### DATA IN THIS EXERCISE
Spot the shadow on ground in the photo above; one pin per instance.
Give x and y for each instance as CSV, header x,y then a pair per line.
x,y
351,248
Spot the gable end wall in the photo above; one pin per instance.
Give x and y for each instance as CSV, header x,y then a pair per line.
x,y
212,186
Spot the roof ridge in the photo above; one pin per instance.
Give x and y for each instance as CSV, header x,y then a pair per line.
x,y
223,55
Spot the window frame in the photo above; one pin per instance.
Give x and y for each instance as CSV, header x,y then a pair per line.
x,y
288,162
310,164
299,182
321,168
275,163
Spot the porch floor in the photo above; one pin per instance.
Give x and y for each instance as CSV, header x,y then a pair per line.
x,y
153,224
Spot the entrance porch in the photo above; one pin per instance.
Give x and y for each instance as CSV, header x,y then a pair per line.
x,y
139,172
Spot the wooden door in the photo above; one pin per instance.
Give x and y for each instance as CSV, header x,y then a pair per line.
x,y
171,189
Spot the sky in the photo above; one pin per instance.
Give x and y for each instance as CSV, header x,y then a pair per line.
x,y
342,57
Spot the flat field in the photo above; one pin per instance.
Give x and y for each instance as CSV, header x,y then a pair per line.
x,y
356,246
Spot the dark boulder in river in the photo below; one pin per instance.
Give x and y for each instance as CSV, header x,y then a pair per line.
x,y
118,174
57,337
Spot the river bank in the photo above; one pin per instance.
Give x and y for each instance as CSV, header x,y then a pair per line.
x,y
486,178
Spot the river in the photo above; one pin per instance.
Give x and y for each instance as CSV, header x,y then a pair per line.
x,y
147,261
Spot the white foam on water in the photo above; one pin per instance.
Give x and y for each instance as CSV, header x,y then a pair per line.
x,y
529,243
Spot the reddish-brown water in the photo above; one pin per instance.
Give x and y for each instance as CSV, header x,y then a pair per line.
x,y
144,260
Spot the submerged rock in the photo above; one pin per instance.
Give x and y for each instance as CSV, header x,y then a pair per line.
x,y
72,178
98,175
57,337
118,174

### WHAT YOU NEED TO DO
Starting with the line that contains "Spot the sky", repeat each line through the last one exactly as it appears. Include both ends and nothing more.

### TASK OUTPUT
Spot the sky in the photo above; one pin per instance.
Give x and y for each instance as CSV, header x,y then a pair per line.
x,y
342,57
Spot the flat field in the photo above; one pin per instance.
Give x and y for each instance as CSV, header x,y then a pair per line.
x,y
356,246
Spot the dark boulder in river in the photo below; one pin per instance.
Give x and y for each instance as CSV, header x,y then a pair per line.
x,y
118,174
57,337
Spot the river bank in the photo above; one pin per instance.
Give x and y for each instance as CSV, header x,y then a pair per line.
x,y
486,178
Spot the river in the photo above; one pin per instance.
Give x and y for each instance as CSV, header x,y then a pair per line.
x,y
147,261
Spot the white foam on water in the photo above; one pin per instance.
Give x and y for each instance as CSV, header x,y then a pair per line.
x,y
529,243
Spot the reddish-brown water in the photo above; one pin per instance.
Give x and y for each instance as CSV, header x,y then a pair per line.
x,y
144,260
Spot the submerged rock in the photo above; one pin per instance.
Give x and y for each instance as CSV, header x,y then a pair per line.
x,y
72,178
98,175
57,337
118,174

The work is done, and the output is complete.